Print every one of the records below line for line, omitting the pictures from your output.

═════ Provided records ═════

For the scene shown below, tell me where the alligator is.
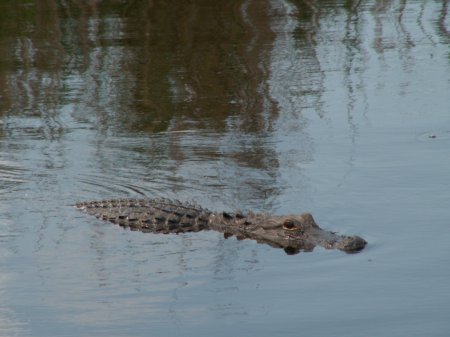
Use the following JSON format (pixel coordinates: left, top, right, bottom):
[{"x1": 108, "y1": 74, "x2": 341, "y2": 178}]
[{"x1": 75, "y1": 198, "x2": 367, "y2": 255}]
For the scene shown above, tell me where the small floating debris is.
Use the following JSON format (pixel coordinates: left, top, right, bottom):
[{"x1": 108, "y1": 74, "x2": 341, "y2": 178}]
[{"x1": 417, "y1": 130, "x2": 450, "y2": 141}]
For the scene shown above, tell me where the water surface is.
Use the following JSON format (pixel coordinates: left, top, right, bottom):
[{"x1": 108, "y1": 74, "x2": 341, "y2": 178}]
[{"x1": 0, "y1": 0, "x2": 450, "y2": 336}]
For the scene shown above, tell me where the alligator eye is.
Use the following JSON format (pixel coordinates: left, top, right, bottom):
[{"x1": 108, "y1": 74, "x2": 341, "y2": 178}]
[{"x1": 283, "y1": 220, "x2": 295, "y2": 230}]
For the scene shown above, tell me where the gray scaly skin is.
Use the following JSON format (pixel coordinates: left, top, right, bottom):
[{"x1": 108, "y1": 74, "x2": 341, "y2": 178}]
[{"x1": 75, "y1": 199, "x2": 367, "y2": 254}]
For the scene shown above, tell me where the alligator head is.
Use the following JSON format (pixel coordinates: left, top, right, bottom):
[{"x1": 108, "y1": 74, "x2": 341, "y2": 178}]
[{"x1": 216, "y1": 213, "x2": 367, "y2": 254}]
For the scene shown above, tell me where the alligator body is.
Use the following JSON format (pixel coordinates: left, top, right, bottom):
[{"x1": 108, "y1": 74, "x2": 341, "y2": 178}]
[{"x1": 76, "y1": 199, "x2": 367, "y2": 254}]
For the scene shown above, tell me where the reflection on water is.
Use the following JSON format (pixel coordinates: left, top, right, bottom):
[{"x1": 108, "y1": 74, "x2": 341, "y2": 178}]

═════

- Task response -
For the scene shown below, tell me where the alligator is.
Use the following JSON format (pixel coordinates: left, top, right, bottom):
[{"x1": 108, "y1": 74, "x2": 341, "y2": 178}]
[{"x1": 75, "y1": 198, "x2": 367, "y2": 255}]
For the scene shown above, tell me where the small floating debris is.
Use the following JSON format (pixel coordinates: left, top, right, bottom):
[{"x1": 108, "y1": 74, "x2": 341, "y2": 178}]
[{"x1": 417, "y1": 130, "x2": 450, "y2": 141}]
For the scene shown above, tell me where the water surface is.
Use the following JSON format (pixel coordinates: left, top, right, bottom):
[{"x1": 108, "y1": 74, "x2": 341, "y2": 178}]
[{"x1": 0, "y1": 0, "x2": 450, "y2": 336}]
For the scene shown above, tell me where the alligator eye is.
Use the following JSON format (pixel coordinates: left, top, right, bottom):
[{"x1": 108, "y1": 74, "x2": 341, "y2": 178}]
[{"x1": 283, "y1": 220, "x2": 295, "y2": 230}]
For the scene shown above, tell me where the gray scaly skin is.
Use the following JSON format (pixel coordinates: left, top, right, bottom):
[{"x1": 108, "y1": 74, "x2": 341, "y2": 178}]
[{"x1": 75, "y1": 199, "x2": 367, "y2": 254}]
For the scene shown above, tell me where the alligator head is.
Use the following JSON format (pixel coordinates: left, top, right, bottom):
[{"x1": 108, "y1": 74, "x2": 341, "y2": 178}]
[{"x1": 216, "y1": 213, "x2": 367, "y2": 254}]
For the scene shown above, tell me where the alligator body is.
Use the following JSON format (pixel coordinates: left, top, right, bottom):
[{"x1": 108, "y1": 74, "x2": 341, "y2": 178}]
[{"x1": 76, "y1": 199, "x2": 367, "y2": 254}]
For the scene shown above, tell me where the reflection on water is.
Use the following JSON format (pixel coordinates: left, top, right, bottom):
[{"x1": 108, "y1": 74, "x2": 341, "y2": 178}]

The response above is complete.